┌─ Supplied information
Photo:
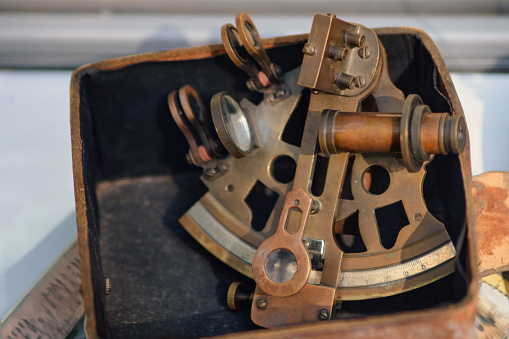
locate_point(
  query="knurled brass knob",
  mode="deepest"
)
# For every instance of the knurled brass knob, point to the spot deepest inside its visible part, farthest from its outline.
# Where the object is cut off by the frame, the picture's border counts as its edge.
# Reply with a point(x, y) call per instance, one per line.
point(237, 295)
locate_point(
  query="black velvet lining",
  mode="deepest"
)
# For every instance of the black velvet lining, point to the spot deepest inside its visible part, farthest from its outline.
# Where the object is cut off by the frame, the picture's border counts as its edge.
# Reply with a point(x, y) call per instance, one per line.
point(163, 282)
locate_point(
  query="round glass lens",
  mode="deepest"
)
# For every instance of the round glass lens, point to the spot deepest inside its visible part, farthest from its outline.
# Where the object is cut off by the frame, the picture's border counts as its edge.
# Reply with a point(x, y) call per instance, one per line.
point(280, 265)
point(236, 123)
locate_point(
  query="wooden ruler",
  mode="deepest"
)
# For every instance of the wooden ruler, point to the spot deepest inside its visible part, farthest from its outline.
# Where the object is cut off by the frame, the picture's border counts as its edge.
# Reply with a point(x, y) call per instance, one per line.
point(53, 306)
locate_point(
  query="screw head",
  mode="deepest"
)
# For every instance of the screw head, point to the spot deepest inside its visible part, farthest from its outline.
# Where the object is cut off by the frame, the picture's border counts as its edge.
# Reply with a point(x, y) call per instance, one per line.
point(360, 81)
point(261, 303)
point(309, 49)
point(323, 314)
point(364, 52)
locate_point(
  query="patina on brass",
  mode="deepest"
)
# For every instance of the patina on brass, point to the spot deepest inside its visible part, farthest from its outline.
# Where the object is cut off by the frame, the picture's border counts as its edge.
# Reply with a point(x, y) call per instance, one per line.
point(416, 133)
point(343, 64)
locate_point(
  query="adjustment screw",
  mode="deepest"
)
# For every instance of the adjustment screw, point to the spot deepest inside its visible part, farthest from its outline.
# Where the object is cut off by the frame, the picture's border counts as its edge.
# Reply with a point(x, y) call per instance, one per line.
point(309, 49)
point(277, 70)
point(337, 53)
point(306, 243)
point(360, 81)
point(354, 39)
point(210, 172)
point(261, 303)
point(108, 286)
point(364, 52)
point(345, 81)
point(323, 314)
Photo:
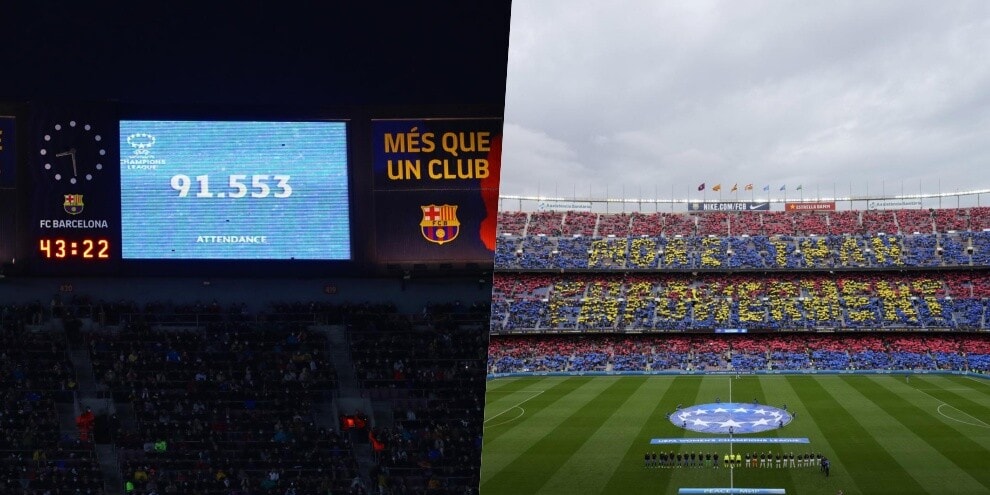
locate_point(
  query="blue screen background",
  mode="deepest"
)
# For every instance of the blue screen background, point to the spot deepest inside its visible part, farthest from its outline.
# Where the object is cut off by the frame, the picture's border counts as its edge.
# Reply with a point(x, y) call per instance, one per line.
point(311, 224)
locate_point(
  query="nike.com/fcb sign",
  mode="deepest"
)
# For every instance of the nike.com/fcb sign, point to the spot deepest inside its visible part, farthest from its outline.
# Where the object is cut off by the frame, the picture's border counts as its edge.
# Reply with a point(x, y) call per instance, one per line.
point(728, 206)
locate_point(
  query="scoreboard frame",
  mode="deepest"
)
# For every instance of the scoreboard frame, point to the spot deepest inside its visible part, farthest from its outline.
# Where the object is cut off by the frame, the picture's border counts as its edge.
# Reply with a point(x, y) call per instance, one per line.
point(52, 237)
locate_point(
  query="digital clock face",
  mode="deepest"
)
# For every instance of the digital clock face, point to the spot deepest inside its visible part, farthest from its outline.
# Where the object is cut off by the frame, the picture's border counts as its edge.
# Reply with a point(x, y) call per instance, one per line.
point(75, 201)
point(84, 249)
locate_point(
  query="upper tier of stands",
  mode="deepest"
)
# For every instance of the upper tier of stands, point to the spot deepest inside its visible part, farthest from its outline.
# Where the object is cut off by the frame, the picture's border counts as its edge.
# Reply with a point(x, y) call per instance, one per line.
point(768, 223)
point(744, 240)
point(539, 302)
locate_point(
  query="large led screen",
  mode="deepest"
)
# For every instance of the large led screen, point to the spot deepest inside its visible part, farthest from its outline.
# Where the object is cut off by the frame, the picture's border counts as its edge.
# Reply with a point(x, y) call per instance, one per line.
point(234, 190)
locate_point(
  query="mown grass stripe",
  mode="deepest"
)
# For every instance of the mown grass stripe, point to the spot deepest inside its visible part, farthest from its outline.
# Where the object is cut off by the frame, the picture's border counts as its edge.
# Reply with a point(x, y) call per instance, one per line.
point(925, 464)
point(499, 403)
point(603, 454)
point(803, 424)
point(949, 439)
point(853, 444)
point(556, 444)
point(684, 391)
point(972, 403)
point(553, 390)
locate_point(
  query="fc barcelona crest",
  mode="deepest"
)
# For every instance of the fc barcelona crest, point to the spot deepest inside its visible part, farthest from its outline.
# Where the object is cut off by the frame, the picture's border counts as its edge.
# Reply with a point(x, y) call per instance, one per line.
point(73, 204)
point(440, 224)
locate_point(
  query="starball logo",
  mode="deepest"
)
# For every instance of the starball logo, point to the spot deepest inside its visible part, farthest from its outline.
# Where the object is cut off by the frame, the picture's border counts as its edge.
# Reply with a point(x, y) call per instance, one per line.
point(141, 158)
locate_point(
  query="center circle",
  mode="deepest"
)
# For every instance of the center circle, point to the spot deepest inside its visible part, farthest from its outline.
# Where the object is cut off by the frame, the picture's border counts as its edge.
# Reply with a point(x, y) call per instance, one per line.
point(730, 417)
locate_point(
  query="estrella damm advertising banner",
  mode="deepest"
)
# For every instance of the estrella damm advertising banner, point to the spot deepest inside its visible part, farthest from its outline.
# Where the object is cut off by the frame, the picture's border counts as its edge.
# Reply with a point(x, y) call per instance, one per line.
point(436, 189)
point(810, 206)
point(7, 160)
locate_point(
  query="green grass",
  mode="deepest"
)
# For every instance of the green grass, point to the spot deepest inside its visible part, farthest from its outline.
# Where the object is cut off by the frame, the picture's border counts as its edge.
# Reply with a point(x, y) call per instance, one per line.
point(581, 434)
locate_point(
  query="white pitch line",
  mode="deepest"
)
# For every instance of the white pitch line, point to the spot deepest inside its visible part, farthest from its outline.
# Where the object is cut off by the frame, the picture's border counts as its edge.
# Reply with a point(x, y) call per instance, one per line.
point(943, 403)
point(515, 406)
point(979, 422)
point(978, 380)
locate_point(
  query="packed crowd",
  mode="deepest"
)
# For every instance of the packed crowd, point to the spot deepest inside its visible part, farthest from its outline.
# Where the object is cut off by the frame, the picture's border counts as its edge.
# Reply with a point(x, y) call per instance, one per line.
point(743, 240)
point(862, 300)
point(750, 223)
point(754, 352)
point(832, 251)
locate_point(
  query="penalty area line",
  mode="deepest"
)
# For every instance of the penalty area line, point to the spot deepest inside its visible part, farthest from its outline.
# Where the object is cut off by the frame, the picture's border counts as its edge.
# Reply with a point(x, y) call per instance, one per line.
point(520, 403)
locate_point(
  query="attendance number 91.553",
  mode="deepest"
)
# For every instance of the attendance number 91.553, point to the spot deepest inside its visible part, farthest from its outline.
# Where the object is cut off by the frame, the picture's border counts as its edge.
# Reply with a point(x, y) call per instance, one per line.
point(239, 186)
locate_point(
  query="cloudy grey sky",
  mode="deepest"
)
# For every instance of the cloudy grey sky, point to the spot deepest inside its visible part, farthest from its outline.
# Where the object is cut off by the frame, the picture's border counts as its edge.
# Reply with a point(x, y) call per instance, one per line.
point(656, 97)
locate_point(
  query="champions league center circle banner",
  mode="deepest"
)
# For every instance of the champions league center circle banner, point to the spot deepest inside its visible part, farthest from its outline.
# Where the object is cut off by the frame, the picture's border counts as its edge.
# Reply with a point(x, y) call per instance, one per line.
point(730, 418)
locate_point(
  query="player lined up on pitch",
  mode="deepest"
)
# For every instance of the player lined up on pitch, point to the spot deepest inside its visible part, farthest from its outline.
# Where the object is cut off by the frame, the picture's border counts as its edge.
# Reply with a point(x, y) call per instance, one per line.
point(715, 460)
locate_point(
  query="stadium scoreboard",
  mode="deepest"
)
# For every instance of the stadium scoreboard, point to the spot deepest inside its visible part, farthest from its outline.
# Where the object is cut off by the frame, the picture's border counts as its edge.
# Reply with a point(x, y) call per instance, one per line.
point(102, 192)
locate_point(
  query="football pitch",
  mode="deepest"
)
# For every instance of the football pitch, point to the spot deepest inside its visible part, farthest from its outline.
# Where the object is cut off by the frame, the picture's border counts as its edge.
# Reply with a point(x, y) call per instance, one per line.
point(881, 433)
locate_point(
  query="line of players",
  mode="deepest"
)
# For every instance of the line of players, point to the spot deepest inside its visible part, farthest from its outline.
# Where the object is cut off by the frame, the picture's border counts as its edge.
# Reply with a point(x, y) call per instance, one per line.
point(749, 460)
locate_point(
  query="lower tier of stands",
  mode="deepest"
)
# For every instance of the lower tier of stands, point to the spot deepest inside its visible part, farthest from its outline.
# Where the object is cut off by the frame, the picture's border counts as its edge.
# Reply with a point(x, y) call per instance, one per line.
point(578, 353)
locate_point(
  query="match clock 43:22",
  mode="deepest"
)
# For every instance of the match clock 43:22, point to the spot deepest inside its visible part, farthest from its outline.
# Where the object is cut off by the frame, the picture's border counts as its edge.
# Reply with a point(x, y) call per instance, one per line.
point(58, 248)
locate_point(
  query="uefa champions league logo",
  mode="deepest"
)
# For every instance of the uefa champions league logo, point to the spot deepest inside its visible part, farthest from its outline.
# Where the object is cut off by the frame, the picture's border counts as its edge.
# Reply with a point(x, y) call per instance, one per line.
point(142, 143)
point(730, 417)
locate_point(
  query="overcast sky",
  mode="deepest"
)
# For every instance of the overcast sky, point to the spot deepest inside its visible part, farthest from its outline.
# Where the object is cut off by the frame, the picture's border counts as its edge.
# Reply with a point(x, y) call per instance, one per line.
point(656, 97)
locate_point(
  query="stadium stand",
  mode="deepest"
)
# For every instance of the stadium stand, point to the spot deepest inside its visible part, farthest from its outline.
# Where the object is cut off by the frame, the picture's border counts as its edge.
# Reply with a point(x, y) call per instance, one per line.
point(296, 397)
point(648, 291)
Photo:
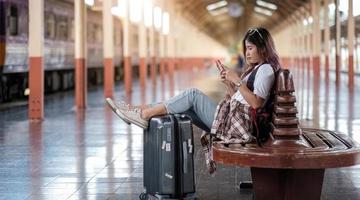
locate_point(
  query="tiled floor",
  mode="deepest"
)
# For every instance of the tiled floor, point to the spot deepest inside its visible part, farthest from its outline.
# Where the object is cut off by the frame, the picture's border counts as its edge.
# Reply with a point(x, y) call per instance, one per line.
point(92, 154)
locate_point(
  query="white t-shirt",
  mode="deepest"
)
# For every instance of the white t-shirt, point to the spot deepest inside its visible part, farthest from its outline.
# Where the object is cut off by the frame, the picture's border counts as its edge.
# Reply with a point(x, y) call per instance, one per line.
point(264, 80)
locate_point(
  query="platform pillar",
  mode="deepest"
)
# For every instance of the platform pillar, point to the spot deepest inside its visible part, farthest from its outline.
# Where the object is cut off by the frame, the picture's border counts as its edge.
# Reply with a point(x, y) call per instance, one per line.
point(108, 48)
point(80, 55)
point(36, 53)
point(351, 39)
point(127, 44)
point(337, 42)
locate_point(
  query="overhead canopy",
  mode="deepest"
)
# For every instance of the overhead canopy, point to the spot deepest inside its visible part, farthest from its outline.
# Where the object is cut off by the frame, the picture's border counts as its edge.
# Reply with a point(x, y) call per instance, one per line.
point(227, 20)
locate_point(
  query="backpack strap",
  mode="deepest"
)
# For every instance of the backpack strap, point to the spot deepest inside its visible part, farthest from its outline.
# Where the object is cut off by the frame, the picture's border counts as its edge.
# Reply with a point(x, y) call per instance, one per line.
point(251, 79)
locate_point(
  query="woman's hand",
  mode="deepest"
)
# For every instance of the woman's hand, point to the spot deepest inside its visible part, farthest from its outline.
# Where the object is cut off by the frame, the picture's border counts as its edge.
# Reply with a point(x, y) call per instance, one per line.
point(230, 75)
point(230, 87)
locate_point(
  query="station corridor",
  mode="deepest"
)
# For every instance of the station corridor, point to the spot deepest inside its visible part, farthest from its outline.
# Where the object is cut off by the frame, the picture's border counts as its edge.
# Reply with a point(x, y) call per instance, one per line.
point(61, 59)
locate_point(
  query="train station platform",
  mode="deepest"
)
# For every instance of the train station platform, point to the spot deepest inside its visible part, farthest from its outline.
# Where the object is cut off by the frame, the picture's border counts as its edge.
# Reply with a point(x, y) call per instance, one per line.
point(92, 154)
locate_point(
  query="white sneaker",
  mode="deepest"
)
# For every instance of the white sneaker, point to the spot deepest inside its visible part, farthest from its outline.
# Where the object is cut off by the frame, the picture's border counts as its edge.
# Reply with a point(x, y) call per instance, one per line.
point(134, 117)
point(116, 109)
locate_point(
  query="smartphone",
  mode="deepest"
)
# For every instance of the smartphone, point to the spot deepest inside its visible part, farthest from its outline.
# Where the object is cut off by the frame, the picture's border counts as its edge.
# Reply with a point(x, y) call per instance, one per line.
point(220, 66)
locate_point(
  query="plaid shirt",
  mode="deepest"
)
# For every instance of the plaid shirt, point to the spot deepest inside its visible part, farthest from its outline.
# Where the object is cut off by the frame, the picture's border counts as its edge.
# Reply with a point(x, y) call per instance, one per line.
point(232, 123)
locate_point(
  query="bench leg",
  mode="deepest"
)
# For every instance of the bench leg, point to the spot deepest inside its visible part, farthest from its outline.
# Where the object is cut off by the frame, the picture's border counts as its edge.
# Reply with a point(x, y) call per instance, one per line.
point(246, 185)
point(289, 184)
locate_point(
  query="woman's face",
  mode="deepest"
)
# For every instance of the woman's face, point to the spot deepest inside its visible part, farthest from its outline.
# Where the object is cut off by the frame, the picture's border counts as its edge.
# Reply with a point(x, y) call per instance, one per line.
point(252, 55)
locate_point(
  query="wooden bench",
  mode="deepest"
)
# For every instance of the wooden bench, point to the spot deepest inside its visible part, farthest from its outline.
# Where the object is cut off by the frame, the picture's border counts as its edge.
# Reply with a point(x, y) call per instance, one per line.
point(291, 164)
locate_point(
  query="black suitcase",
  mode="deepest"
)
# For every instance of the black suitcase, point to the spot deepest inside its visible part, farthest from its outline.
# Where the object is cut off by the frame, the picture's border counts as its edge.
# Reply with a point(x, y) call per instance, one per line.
point(169, 158)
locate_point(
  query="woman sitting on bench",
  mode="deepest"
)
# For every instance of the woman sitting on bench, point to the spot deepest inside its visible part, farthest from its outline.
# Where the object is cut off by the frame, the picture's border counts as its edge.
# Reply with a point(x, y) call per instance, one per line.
point(229, 120)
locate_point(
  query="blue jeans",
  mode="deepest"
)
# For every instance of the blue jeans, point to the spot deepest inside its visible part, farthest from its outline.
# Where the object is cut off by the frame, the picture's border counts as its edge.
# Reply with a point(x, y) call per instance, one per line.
point(195, 104)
└─
▶ _Work to be completed_: Your answer should be the lines above that contain the word "canopy", copied out.

▶ _Task result_:
  query="overhead canopy",
# For every instance of the overhead canopy, point to the spot deepest inside its visible part, farthest from its outline.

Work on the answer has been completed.